Set down all of the data exactly as it appears.
### ENTRIES SHOWN ###
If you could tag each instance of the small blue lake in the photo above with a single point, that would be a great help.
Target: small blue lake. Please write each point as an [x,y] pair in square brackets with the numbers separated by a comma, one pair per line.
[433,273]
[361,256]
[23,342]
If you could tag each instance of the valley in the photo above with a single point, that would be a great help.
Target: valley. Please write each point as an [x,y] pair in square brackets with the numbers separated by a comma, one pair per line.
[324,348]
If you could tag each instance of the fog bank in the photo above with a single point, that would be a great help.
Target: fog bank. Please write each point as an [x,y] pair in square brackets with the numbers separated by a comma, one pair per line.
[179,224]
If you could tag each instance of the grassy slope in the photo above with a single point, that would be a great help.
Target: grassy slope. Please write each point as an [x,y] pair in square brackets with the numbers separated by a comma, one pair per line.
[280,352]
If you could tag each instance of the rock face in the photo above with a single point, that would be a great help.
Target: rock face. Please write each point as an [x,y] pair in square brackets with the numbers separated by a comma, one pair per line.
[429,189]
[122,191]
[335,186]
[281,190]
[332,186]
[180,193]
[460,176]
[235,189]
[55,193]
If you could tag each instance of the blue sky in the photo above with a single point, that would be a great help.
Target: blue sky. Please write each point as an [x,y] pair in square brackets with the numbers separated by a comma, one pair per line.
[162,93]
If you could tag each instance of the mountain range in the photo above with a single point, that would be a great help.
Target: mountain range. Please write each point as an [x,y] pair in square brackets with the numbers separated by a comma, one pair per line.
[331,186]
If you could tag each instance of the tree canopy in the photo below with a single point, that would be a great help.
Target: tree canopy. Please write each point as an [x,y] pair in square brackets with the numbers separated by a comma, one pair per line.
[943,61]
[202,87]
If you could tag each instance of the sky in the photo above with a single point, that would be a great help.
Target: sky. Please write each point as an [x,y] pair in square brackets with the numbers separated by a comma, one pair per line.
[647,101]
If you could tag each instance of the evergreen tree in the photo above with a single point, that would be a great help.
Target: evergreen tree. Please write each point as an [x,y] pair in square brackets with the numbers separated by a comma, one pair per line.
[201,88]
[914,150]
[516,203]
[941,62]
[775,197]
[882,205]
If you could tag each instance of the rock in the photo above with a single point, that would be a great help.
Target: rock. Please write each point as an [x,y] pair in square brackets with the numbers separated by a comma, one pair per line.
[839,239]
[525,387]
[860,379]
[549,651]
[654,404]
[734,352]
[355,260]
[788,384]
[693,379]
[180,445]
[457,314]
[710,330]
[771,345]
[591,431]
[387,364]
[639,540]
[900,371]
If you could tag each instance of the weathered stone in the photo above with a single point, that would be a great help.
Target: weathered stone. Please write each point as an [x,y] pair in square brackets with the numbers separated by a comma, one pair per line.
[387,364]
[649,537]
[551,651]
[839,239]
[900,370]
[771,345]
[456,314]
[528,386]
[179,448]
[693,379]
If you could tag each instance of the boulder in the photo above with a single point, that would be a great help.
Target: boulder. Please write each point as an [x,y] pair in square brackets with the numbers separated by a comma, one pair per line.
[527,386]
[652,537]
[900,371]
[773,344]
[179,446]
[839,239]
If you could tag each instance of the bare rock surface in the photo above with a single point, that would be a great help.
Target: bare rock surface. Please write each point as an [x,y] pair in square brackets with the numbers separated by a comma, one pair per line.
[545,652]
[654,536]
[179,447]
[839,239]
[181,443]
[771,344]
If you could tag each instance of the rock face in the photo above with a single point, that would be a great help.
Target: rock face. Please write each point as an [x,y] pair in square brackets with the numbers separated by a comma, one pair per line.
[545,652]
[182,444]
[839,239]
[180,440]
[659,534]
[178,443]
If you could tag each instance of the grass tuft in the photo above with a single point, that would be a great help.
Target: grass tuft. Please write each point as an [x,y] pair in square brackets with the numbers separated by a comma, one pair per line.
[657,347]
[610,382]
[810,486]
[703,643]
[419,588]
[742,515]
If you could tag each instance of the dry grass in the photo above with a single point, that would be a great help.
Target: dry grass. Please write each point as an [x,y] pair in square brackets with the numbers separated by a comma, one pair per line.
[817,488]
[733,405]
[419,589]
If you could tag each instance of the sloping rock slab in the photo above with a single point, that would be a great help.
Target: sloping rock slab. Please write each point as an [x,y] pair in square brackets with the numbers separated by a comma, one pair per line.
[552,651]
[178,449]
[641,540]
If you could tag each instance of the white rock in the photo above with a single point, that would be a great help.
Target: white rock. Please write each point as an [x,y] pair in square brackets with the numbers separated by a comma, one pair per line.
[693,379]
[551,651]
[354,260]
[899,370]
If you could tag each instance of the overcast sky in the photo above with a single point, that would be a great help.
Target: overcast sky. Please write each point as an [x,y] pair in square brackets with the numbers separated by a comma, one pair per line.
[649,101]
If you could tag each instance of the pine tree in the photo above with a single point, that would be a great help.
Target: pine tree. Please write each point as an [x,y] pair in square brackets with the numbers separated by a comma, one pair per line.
###
COMPLETE RESPONSE –
If you could tag each instance of the small blue lake in the photo above with a single point, that would be a great help.
Target: small blue lake. Please write each point as an [x,y] pair in square brackets with the numbers separated by a comma, one pair per line.
[433,273]
[361,256]
[23,342]
If you could tag each instance of the valley in the photo above with a single point, that would be a great help.
Target: valley. Please write each point as an [x,y] pair in square brackets with the numbers separated by a comma, one pair per line.
[324,348]
If you could tag each instance of the fog bank in the photo above with a single point, that would be a great help.
Target: fog bank. Please write each point as an [x,y] pair in square brackets with the numbers separated by a comma, one pair per line.
[179,224]
If you could tag each instance of the grassy slope in the photo above with a single point, that would be a great help.
Target: grassy slope. Please write each point as an [x,y] pair in square brackets with the numbers separated by a comma, one pair per line.
[280,352]
If you could tag each instance of the rock face in the photo above with a single point, that would be a great help.
Target: rock face. Please write each point as an [x,y] pair in square brackets with the numbers separated by a comma, one pair per line.
[429,189]
[122,191]
[335,186]
[281,190]
[332,186]
[180,193]
[460,176]
[235,189]
[55,193]
If you could tag each instance of the blue sky in the photo above with a single point, that would be a great help.
Target: blue sky. Please write each point as an [x,y] pair in square brackets with the numbers separated by a comma, one pair per line.
[162,93]
If you could tag each instance of the mountain range in the photo above with a single point, that would be a great help.
Target: mountain range. Please write each point as an [x,y] pair in square brackets with the numbers separated by a comma, one pair per line.
[331,186]
If you could tag each instance of the tree canopy in the photo below with a single point, that would be a great help.
Target: tree canopy. Please write each point as an [x,y] pair in square brackets with the numbers separated by a comma, one pair per line.
[943,61]
[202,87]
If you could tag each instance of the sky in the photo above with a single point, that would be a great help.
Target: sky. Please write each point as an [x,y] pair in square brackets with the numbers separated by a comma, one pair per line.
[647,101]
If you could tag each instance of the evergreen tree in the photo above with a single point, that would be a great help.
Target: evergreen tree. Please write each point as an [x,y] pair in square brackets with the numbers separated by a comma, one pair per line.
[201,88]
[914,150]
[516,203]
[941,62]
[775,197]
[882,205]
If you could tag each instance of the rock in the photo above with a single point, that would be a great help.
Target: rock. Please write each point as an [x,y] pair in square brackets with the numbers separated by a comma, one pair per line.
[839,239]
[525,387]
[860,379]
[549,651]
[654,404]
[734,352]
[355,260]
[788,384]
[693,379]
[180,445]
[457,314]
[710,330]
[771,345]
[591,431]
[387,364]
[639,540]
[900,371]
If you could tag each instance of the weathered stone in the photo above with a single point, that would be a great help.
Target: weathered stone. Please write each point as an [x,y] pair in square brackets with the numbers separated by a comma, one pair per line.
[387,364]
[649,537]
[551,651]
[839,239]
[900,370]
[771,345]
[456,314]
[528,386]
[179,448]
[693,379]
If you could tag each instance of the boulder in the photo above with a single point, that would be a great help.
Target: boulder. Please write each point as an [x,y] pair in square brackets with the numbers separated by a comma, one pair per line.
[527,386]
[652,537]
[900,371]
[773,344]
[179,446]
[839,239]
If you could tag each instance of the bare rock surface in the photo above with a single point, that would be a great help.
Target: bare rock surface. Please write each point as an [x,y] pair in square brackets with the numbers separated by a comma, one pair per line.
[545,652]
[654,536]
[179,447]
[839,239]
[181,443]
[771,344]
If you could tag each instance of the rock face in the photo above with a single point, that would be a great help.
Target: rock face. Please write each point as an [x,y] pair in square brackets with the numbers separated by a comma, one pair per line.
[545,652]
[182,444]
[839,239]
[180,440]
[659,534]
[178,443]
If you could tag each instance of the grass tuft in the photo above with a single point, that would be a great help.
Target: grass tuft. Please write each point as an [x,y] pair in square brackets with the numbers separated by a comma, one pair per line.
[657,347]
[610,382]
[810,486]
[703,643]
[419,588]
[742,515]
If you could tag each instance of the dry grass in the photo above with a single point, that would be a great help.
Target: dry grass. Please write each point as an [x,y] pair in square brackets with the numbers separated by a comma, one pair per line.
[817,488]
[733,405]
[419,589]
If you could tag each instance of the sloping rock slab in the photo above with a single point, that would be a great help.
Target: sloping rock slab. Please write each point as an [x,y] pair in square brackets with the numbers separated by a comma, one pair per line.
[552,651]
[178,449]
[641,540]
If you could tag each instance of the white rock in the photo above with a single point, that would be a great help.
Target: white rock. Please write each point as an [x,y] pair in square brackets with the numbers separated by a comma, one pair per line.
[693,379]
[551,651]
[354,260]
[899,370]
If you could tag each instance of the overcast sky in the photo above with a single point, that would be a great help.
Target: overcast sky. Please write each point as an [x,y] pair in square brackets with the numbers separated by a comma, one pair per line.
[649,101]
If you could tag each instance of the pine tree in the photo above with a single point, that would be a great help.
Target: pine tree. Please write each point as an [x,y] pair in square brackets with the numbers separated by a comma, one pair per line.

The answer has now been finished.